Set task → Reproduce word for word the lines of the listing below, beginning with the line that contains "point: electrical outlet" and stopping after the line that contains "column 356, row 326". Copy only those lines.

Records to process →

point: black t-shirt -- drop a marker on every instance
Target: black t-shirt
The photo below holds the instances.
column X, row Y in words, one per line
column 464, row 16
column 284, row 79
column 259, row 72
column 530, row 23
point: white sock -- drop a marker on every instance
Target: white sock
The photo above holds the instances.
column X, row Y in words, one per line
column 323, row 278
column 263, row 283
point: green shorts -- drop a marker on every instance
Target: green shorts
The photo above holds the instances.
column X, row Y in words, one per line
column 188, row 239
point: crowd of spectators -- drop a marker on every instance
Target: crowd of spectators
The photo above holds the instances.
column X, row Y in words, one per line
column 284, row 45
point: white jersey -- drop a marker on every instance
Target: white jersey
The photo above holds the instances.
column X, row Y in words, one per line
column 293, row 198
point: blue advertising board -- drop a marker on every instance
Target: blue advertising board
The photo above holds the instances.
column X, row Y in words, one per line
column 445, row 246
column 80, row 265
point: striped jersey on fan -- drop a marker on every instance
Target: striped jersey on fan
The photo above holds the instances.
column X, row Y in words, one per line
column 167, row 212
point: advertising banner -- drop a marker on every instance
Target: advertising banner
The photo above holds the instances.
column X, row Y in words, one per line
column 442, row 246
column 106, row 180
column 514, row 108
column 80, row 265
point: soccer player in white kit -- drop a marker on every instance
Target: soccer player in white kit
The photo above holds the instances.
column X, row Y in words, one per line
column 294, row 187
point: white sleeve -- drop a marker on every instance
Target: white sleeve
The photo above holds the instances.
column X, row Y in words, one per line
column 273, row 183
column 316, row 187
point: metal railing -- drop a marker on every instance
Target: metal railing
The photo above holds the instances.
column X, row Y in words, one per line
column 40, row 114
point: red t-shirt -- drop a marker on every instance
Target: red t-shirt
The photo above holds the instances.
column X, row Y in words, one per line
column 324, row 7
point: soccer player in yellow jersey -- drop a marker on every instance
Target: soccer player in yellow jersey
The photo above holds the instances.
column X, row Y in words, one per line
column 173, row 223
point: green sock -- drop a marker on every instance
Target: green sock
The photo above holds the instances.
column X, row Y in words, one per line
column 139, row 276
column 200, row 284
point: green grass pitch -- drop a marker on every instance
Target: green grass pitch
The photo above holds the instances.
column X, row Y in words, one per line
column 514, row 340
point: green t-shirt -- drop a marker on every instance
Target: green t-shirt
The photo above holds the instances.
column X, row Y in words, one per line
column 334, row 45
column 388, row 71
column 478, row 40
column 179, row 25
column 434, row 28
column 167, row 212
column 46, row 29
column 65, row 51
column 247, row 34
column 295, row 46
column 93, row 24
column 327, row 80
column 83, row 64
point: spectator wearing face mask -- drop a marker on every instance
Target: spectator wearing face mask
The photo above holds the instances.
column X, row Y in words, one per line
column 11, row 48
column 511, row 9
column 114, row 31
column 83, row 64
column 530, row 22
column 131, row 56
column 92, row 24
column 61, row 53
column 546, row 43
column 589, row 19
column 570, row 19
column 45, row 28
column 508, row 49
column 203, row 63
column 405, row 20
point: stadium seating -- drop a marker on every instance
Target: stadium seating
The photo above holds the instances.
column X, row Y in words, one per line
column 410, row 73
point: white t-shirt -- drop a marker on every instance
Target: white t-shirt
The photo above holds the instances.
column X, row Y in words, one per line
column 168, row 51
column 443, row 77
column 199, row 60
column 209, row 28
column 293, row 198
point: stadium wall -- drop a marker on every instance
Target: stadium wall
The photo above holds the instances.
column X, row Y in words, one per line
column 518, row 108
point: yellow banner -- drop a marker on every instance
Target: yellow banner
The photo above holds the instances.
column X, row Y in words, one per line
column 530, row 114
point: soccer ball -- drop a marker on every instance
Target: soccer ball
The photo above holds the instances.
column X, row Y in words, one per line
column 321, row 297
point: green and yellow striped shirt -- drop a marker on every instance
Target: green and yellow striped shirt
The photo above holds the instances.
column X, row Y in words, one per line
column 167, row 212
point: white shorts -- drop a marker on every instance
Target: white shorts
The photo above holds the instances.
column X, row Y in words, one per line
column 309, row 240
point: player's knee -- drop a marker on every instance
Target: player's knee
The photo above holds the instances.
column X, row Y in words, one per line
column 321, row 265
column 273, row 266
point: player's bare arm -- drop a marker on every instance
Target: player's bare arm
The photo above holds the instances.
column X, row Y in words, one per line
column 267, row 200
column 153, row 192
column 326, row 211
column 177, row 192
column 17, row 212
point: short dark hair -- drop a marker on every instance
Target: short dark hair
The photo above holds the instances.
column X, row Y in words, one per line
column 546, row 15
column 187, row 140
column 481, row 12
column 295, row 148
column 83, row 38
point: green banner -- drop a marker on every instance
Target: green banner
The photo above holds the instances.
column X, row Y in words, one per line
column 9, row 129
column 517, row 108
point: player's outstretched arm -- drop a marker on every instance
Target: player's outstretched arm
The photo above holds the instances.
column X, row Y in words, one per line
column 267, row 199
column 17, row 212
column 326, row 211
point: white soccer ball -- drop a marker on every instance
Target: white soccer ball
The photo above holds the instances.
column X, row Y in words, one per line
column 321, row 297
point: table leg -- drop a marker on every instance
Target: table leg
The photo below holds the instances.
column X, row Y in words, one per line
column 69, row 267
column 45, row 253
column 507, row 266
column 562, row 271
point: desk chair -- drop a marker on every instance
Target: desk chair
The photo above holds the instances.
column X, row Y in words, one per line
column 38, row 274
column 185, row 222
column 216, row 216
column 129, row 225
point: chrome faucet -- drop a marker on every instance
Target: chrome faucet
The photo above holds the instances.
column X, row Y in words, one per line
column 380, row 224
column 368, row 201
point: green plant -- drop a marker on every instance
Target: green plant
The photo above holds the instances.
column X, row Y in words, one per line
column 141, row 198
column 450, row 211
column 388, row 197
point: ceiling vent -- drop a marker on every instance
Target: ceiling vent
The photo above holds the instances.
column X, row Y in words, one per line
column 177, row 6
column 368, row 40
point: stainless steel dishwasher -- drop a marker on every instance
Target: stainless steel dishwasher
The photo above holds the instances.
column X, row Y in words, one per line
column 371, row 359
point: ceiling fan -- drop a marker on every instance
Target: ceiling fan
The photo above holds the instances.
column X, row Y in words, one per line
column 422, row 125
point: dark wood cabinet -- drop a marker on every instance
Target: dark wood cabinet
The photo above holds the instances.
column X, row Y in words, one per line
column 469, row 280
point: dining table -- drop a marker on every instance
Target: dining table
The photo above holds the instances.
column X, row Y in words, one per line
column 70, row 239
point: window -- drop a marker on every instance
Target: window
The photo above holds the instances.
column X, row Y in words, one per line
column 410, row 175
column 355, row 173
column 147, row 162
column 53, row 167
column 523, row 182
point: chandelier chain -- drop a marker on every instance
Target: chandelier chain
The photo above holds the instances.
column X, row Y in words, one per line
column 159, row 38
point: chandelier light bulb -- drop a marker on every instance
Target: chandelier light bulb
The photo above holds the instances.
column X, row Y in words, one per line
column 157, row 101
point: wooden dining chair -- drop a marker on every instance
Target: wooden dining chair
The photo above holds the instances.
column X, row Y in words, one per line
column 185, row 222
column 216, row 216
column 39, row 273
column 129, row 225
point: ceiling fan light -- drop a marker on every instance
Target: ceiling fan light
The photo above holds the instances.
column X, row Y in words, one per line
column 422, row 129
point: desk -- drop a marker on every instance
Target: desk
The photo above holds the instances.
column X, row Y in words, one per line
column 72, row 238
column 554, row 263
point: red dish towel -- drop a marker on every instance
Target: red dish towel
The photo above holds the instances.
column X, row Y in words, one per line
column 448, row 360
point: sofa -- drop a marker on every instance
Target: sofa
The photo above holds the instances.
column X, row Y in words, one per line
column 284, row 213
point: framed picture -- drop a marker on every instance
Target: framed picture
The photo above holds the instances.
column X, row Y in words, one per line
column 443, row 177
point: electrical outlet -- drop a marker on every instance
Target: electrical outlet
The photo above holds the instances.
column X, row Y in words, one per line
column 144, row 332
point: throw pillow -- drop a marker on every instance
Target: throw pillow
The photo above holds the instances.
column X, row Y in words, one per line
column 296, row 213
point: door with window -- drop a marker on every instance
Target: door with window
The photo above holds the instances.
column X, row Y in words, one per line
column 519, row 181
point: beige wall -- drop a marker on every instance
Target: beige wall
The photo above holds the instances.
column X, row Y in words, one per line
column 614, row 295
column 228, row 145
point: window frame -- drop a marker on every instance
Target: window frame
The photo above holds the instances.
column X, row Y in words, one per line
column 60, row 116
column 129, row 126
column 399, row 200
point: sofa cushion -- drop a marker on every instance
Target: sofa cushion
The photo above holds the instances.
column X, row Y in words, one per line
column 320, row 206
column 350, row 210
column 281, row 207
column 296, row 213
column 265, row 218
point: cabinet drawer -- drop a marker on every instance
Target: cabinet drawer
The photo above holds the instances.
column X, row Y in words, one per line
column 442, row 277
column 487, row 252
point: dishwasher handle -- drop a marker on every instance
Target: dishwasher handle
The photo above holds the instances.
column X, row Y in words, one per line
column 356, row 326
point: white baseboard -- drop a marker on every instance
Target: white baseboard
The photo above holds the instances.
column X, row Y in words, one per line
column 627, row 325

Reply to the exercise →
point: electrical outlet -- drop a marker on every instance
Target: electrical outlet
The photo above holds the instances.
column X, row Y in words, one per line
column 144, row 332
point: throw pillow -- drop a marker on every instance
Target: throw pillow
The photo above holds the instances.
column X, row Y in words, one per line
column 296, row 213
point: door with window -- drop a marker on every instance
Target: door with window
The photo above holds the instances.
column X, row Y in words, one per line
column 519, row 181
point: beige wall -- drop a marker on every instance
Target: beige wall
The photo above holds the instances.
column X, row Y in words, one per line
column 614, row 295
column 228, row 145
point: window frame -- drop a marker on every instance
Target: window frame
The photo above holds the instances.
column X, row Y in words, one per line
column 60, row 116
column 129, row 126
column 399, row 200
point: sofa cushion -- drop a marker on every instance
Target: sofa cushion
The photo above holds the instances.
column X, row Y in words, one per line
column 320, row 206
column 350, row 210
column 281, row 207
column 296, row 213
column 265, row 218
point: cabinet drawer -- drop a marker on every instance
Target: cabinet drawer
The photo above holds the instances.
column X, row Y in words, one per line
column 442, row 277
column 487, row 252
point: dishwasher handle -- drop a marker on every instance
Target: dishwasher handle
The photo above holds the instances.
column X, row Y in words, one per line
column 356, row 326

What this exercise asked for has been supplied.